Write out the full listing again, exactly as it stands.

━━━━━━━━━━

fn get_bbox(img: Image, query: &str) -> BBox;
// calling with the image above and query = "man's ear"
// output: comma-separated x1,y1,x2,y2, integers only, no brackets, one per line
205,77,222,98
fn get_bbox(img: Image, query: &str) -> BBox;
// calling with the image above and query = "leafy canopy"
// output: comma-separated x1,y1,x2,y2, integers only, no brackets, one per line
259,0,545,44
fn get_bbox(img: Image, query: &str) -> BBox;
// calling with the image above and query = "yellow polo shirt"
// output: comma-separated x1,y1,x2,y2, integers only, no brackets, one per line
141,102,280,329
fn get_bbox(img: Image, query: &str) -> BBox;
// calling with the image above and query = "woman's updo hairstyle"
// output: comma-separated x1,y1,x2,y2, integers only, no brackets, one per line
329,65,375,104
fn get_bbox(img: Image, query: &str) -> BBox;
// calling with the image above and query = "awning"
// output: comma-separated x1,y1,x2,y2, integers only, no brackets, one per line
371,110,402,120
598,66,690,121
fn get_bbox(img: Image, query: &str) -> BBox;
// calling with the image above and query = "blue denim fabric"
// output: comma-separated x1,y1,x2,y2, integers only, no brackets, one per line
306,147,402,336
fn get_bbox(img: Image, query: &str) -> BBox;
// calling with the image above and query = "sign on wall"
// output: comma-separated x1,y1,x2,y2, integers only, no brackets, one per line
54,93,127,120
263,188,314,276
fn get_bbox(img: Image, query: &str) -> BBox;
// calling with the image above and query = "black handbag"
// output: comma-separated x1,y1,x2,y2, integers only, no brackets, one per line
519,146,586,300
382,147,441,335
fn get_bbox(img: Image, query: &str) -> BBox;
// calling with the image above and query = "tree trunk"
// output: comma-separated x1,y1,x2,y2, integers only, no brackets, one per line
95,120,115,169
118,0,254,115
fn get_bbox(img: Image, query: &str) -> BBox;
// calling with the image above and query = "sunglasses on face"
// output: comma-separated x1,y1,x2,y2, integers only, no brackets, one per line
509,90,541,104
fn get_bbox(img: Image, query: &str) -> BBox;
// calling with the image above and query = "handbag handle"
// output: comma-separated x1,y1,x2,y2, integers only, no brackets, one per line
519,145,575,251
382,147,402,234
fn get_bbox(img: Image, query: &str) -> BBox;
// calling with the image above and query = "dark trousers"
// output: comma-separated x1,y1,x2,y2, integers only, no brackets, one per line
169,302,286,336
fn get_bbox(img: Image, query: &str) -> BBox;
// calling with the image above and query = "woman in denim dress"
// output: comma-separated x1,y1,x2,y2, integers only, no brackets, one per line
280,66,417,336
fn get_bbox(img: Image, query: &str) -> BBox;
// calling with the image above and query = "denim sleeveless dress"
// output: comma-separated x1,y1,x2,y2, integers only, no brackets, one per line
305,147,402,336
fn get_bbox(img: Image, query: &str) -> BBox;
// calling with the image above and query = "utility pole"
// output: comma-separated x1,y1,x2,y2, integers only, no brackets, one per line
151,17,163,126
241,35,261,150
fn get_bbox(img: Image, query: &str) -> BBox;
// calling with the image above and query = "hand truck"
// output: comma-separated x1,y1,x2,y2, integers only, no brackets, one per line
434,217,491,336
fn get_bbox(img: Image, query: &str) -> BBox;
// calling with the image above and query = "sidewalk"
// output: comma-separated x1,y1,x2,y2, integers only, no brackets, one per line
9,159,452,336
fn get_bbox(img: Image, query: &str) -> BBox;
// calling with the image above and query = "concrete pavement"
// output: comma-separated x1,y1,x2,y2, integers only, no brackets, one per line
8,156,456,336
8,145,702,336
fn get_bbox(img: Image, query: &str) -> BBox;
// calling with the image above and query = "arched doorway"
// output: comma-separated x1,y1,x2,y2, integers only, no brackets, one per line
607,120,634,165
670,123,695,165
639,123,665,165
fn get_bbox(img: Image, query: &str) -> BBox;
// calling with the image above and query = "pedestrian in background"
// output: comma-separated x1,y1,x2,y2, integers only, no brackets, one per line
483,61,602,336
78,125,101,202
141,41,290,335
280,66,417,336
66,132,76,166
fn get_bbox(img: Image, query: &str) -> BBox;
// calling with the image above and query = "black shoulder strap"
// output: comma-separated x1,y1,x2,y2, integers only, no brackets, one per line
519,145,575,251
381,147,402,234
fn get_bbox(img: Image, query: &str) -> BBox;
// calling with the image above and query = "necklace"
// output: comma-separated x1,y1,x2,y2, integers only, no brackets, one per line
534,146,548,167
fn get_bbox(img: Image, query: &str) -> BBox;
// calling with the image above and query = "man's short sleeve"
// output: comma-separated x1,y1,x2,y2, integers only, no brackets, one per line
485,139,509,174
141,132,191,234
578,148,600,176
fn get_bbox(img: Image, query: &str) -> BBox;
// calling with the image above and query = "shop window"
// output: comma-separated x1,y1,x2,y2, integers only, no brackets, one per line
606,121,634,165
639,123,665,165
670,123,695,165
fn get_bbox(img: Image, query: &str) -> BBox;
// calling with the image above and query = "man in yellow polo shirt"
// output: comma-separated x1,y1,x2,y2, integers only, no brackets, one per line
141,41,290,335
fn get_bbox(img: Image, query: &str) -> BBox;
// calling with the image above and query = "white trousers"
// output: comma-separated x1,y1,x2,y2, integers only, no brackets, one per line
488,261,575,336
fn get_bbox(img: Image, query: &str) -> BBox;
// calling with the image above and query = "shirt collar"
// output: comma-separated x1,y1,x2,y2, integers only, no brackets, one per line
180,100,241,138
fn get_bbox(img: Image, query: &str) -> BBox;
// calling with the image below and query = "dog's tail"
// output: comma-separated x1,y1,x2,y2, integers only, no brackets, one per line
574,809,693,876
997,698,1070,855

━━━━━━━━━━

OUTPUT FOR THIS TASK
fn get_bbox(img: Image, query: &str) -> BBox;
// calling with the image above and query = "man's ear"
// output: comma-separated x1,y1,x2,y2, integers only, no brackets, one per line
205,77,222,98
fn get_bbox(img: Image, query: &str) -> BBox;
// calling with the image above and query = "leafy canopy"
// output: comma-separated x1,y1,x2,y2, integers only, no brackets, one per line
259,0,545,44
fn get_bbox(img: Image, query: &str) -> BBox;
// calling with the image above and query = "yellow polo shirt"
// output: comma-separated x1,y1,x2,y2, integers only, no brackets, one per line
141,102,280,329
fn get_bbox(img: Image, query: &str) -> BBox;
// calling with the image above and query = "woman's updo hairstyle"
// output: comma-separated x1,y1,x2,y2, integers only, no brackets, one per line
329,65,375,104
fn get_bbox(img: Image, query: &str) -> BBox;
// calling with the image above and query = "awning"
// output: comma-separated x1,y1,x2,y2, integers only, no brackets, one per line
371,110,402,120
598,66,690,121
fn get_bbox(img: Image, query: &str) -> BBox;
// calling with the image above and query = "blue denim fabric"
// output: comma-separated x1,y1,x2,y2, integers only, no brackets, one per line
306,147,402,336
fn get_bbox(img: Image, query: &str) -> BBox;
// calling with the image above and query = "sign on wall"
// output: comma-separated x1,y1,x2,y2, integers only, no brackets, one per line
54,93,127,120
263,188,314,276
fn get_bbox(img: Image, query: &str) -> BBox;
// calling with the image above and query = "black handbag"
// output: comma-separated x1,y1,x2,y2, integers only, no brackets, one per line
519,146,586,300
382,147,441,335
fn get_bbox(img: Image, query: &str) -> BBox;
// calling with the image above and query = "tree trunk"
// output: comma-separated x1,y1,x2,y2, integers only, no brackets, one per line
95,120,115,169
118,0,254,115
fn get_bbox(img: Image, query: &str) -> BBox;
// calling with the image above and query = "sunglasses on face"
// output: comma-separated x1,y1,x2,y2, integers only, no brackets, one per line
509,90,541,104
fn get_bbox(img: Image, query: &str) -> BBox;
// calling with the image above and query = "handbag handle"
// output: comma-separated x1,y1,x2,y2, integers only, no brackets, one per line
519,145,575,251
382,147,402,234
fn get_bbox(img: Image, query: &str) -> BBox;
// calling with the image above and query = "dark trousers"
// output: comma-separated x1,y1,x2,y2, integers only, no brackets, one per line
169,302,286,336
fn get_bbox(img: Image, query: &str) -> BBox;
// calling with the image above and query = "woman in denim dress"
// output: comma-separated x1,y1,x2,y2, integers only, no brackets, one per line
280,66,417,336
fn get_bbox(img: Image, query: &str) -> BBox;
// calling with the image above and query = "denim sleeveless dress"
// output: comma-separated x1,y1,x2,y2, integers only, no brackets, one per line
305,147,402,336
fn get_bbox(img: Image, query: &str) -> BBox;
// calling with the image above and query = "utility pole"
// output: comma-separated x1,y1,x2,y2, integers only, no brackets, one per line
151,17,163,126
241,35,261,150
fn get_bbox(img: Image, query: &str) -> BBox;
// calling with the image above and query = "hand truck"
// output: comma-separated x1,y1,x2,y2, integers only, no brackets, one per line
434,217,491,336
fn get_bbox(img: Image, query: &str) -> BBox;
// calling with the image above and query = "sidewalk"
// output: comma-separated x1,y1,x2,y2, integers only, no brackets, one per line
9,159,452,336
fn get_bbox(img: Image, query: &str) -> BBox;
// calling with the image above and query = "concrete pavement"
// output: comma-separated x1,y1,x2,y2, integers only, no brackets, one per line
8,156,456,336
8,145,702,336
fn get_bbox(img: Image, query: &str) -> BBox;
// calling with the image above and query = "arched doorway"
// output: comma-separated x1,y1,x2,y2, integers only, no brackets, one per line
607,120,634,165
670,123,695,165
639,123,665,165
fn get_bbox(img: Image, query: &str) -> BBox;
// calling with the image above and query = "pedestrian in background"
// output: comma-separated x1,y1,x2,y2, integers only, no brackets, one per line
483,61,602,336
78,125,101,202
141,41,290,335
280,66,417,336
66,132,76,166
fn get_bbox(img: Image, query: &str) -> BBox;
// calling with the image above and query = "black shoulder strap"
// output: comma-separated x1,y1,x2,y2, integers only, no brackets, one per line
519,145,575,251
381,147,402,234
fn get_bbox(img: Image, query: &str) -> BBox;
// calling with the image above and query = "necklace"
// output: comma-separated x1,y1,x2,y2, integers only, no brackets, one per line
534,146,548,167
fn get_bbox(img: Image, query: &str) -> BBox;
// calling with the image above and query = "man's short sleeve"
// output: comma-separated x1,y1,x2,y2, integers only, no brackets, one per line
485,139,509,174
141,132,191,234
578,148,600,176
fn get_bbox(img: Image, query: &str) -> BBox;
// calling with the image above and query = "shop window"
// output: comma-separated x1,y1,x2,y2, integers only, no brackets, one per line
606,121,634,165
639,123,665,165
670,123,695,165
fn get_bbox(img: Image, query: &str) -> BBox;
// calling with the image above and query = "man in yellow polo shirt"
// output: comma-separated x1,y1,x2,y2, integers only, no brackets, one per line
141,41,290,335
fn get_bbox(img: Image, query: &str) -> BBox;
// calling with the image above and query = "white trousers"
// output: comma-separated x1,y1,x2,y2, integers only, no brackets, one per line
488,261,575,336
fn get_bbox(img: Image, query: &str) -> BBox;
// calling with the image above and query = "shirt collar"
// output: comma-separated x1,y1,x2,y2, integers only, no brackets, one per line
180,100,241,138
fn get_bbox(img: Image, query: &str) -> BBox;
// calling with the image below and query = "dog's tail"
// output: comma-separated x1,y1,x2,y2, integers only, no brackets, one per line
574,809,693,876
997,698,1070,855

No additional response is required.